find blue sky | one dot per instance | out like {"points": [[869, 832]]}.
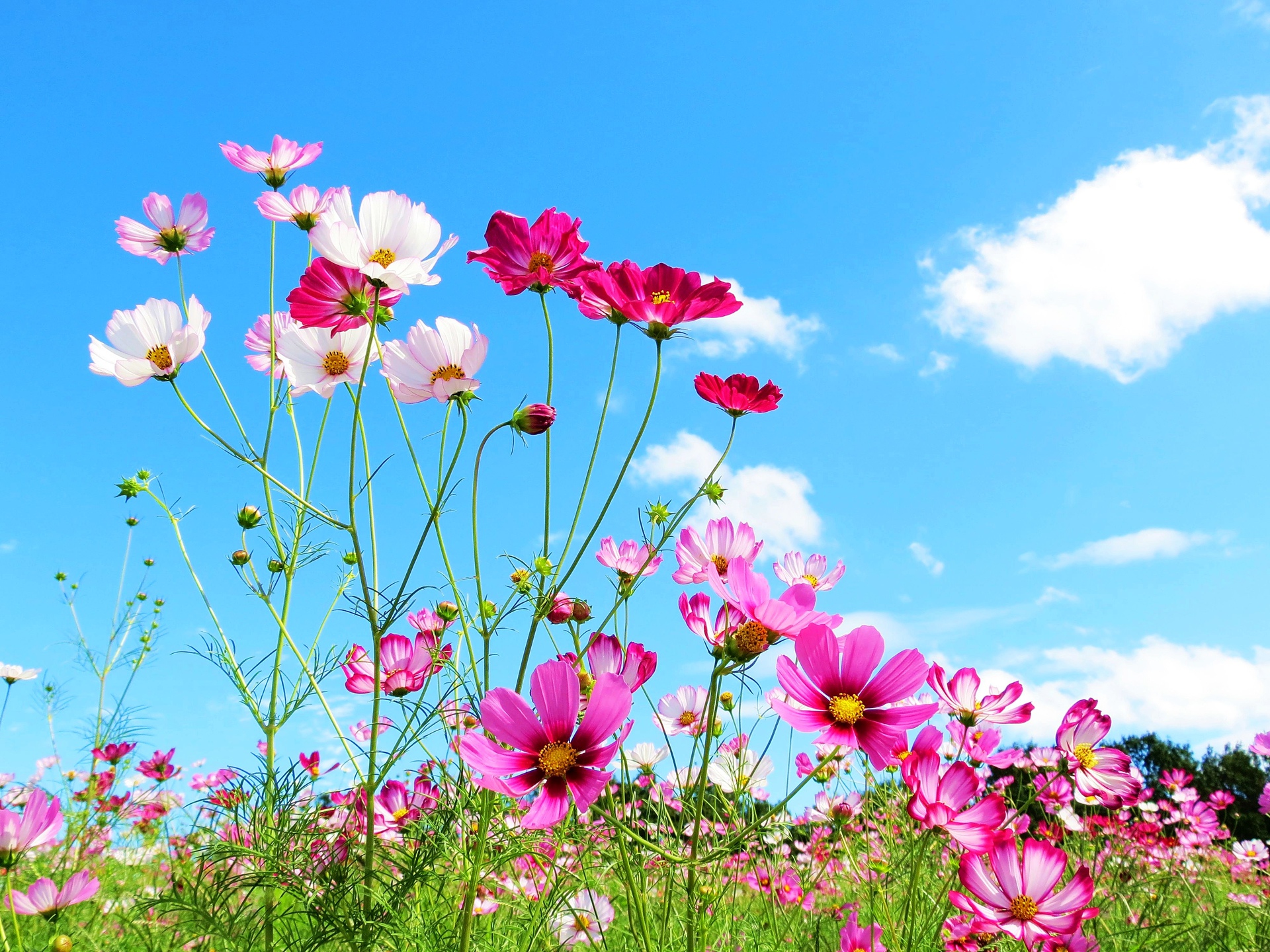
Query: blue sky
{"points": [[1009, 266]]}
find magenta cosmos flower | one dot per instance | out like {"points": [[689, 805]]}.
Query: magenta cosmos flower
{"points": [[539, 257], [337, 298], [171, 235], [723, 543], [552, 749], [738, 395], [836, 692], [40, 822], [659, 298], [275, 165], [1019, 899]]}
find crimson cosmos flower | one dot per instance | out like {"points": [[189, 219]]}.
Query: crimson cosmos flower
{"points": [[738, 395]]}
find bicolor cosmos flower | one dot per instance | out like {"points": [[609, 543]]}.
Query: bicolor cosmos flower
{"points": [[539, 257], [1019, 899], [386, 240], [304, 208], [38, 823], [634, 666], [45, 899], [793, 571], [553, 753], [629, 559], [404, 666], [959, 697], [833, 690], [318, 362], [1097, 772], [738, 395], [284, 158], [659, 298], [171, 235], [435, 364], [149, 342], [722, 545], [337, 298]]}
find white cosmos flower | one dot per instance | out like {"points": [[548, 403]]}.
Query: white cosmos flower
{"points": [[386, 241], [435, 364], [318, 361], [149, 342]]}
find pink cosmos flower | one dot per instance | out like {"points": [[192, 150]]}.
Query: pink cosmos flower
{"points": [[738, 395], [435, 365], [275, 165], [720, 546], [304, 208], [185, 234], [634, 666], [793, 571], [683, 711], [337, 298], [552, 749], [1019, 899], [539, 257], [45, 899], [386, 240], [40, 822], [1099, 772], [835, 691], [403, 666], [149, 342], [661, 298], [861, 938], [629, 559], [959, 697]]}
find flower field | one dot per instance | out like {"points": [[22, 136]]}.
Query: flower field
{"points": [[505, 807]]}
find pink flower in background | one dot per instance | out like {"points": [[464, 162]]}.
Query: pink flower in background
{"points": [[435, 365], [183, 234], [960, 698], [539, 257], [794, 571], [148, 342], [337, 298], [723, 543], [738, 395], [835, 691], [634, 666], [45, 899], [386, 240], [1019, 899], [552, 750], [629, 559], [304, 208], [284, 158], [38, 823]]}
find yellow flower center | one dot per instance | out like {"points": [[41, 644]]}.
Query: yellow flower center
{"points": [[1085, 757], [846, 709], [335, 364], [556, 758], [160, 357], [1024, 908]]}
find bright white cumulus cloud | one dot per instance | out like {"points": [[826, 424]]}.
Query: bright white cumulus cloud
{"points": [[1121, 270], [773, 500]]}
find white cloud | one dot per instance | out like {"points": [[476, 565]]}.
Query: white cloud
{"points": [[771, 499], [759, 321], [1127, 264], [937, 365], [923, 555], [1138, 546]]}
____________________
● **WHAT YOU WILL DO**
Revise the listing above by replacing "one dot per instance" with "one point per object" throughout, leaving everything else unchanged, and omit the pictures from your reproduction.

● **ANSWER TO THIS EXERCISE**
find blue sky | one point per object | out like {"points": [[869, 832]]}.
Query: blue sky
{"points": [[1009, 266]]}
find magenta cosmos flower | one point per object | out like {"points": [[689, 805]]}.
Query: magenta cosmos flower
{"points": [[539, 257], [337, 298], [171, 235], [723, 543], [552, 749], [738, 395], [836, 692], [40, 822], [659, 298], [275, 165], [1019, 899]]}
find crimson cosmos flower | one point per object | out like {"points": [[189, 219]]}.
Query: crimson cosmos flower
{"points": [[738, 395]]}
find bicolor cosmos flower | one point per object | out like {"points": [[609, 543]]}.
Query: bicolor cosmos flower
{"points": [[539, 257], [1019, 899], [386, 240], [304, 208], [38, 823], [634, 666], [45, 899], [793, 571], [553, 753], [629, 559], [404, 666], [959, 697], [833, 690], [318, 362], [1097, 772], [738, 395], [284, 158], [659, 298], [171, 235], [435, 364], [149, 342], [722, 545], [337, 298]]}
find white cosmos flower | one point per object | out like {"points": [[548, 403]]}.
Query: white cosmos flower
{"points": [[386, 241], [435, 364], [318, 361], [149, 342]]}
find pink cosmos flower | one point per object | out like {"points": [[192, 150]]}.
Query: pink cosmos flower
{"points": [[738, 395], [435, 365], [275, 165], [720, 546], [304, 208], [185, 234], [634, 666], [793, 571], [683, 711], [337, 298], [552, 749], [1019, 899], [539, 257], [45, 899], [386, 240], [40, 822], [1099, 772], [835, 691], [403, 666], [149, 342], [661, 298], [861, 938], [629, 559], [959, 697]]}
find flower field | one point per object | out like {"points": [[22, 136]]}.
Query: flower field
{"points": [[505, 807]]}
find pink flower in background | one point per object | out like {"points": [[464, 162]]}.
Query: pink flower in background
{"points": [[435, 365], [183, 234], [960, 698], [539, 257], [794, 571], [148, 342], [337, 298], [723, 543], [738, 395], [835, 691], [634, 666], [45, 899], [386, 240], [1019, 899], [552, 750], [629, 559], [304, 208], [284, 158], [38, 823]]}
find yellow flower center | one point per object | out like {"points": [[41, 644]]}.
Query: yellow flower center
{"points": [[1085, 757], [846, 709], [335, 364], [556, 758], [160, 357], [1024, 908]]}
find bright white cumulus cloud | one point per object | out like {"points": [[826, 424]]}.
Query: bright white cumulus cloud
{"points": [[1121, 270], [773, 500]]}
find white cloud | one point per object | out like {"points": [[476, 565]]}.
Query: white cloud
{"points": [[771, 499], [759, 321], [1127, 264], [937, 365], [923, 555], [1138, 546]]}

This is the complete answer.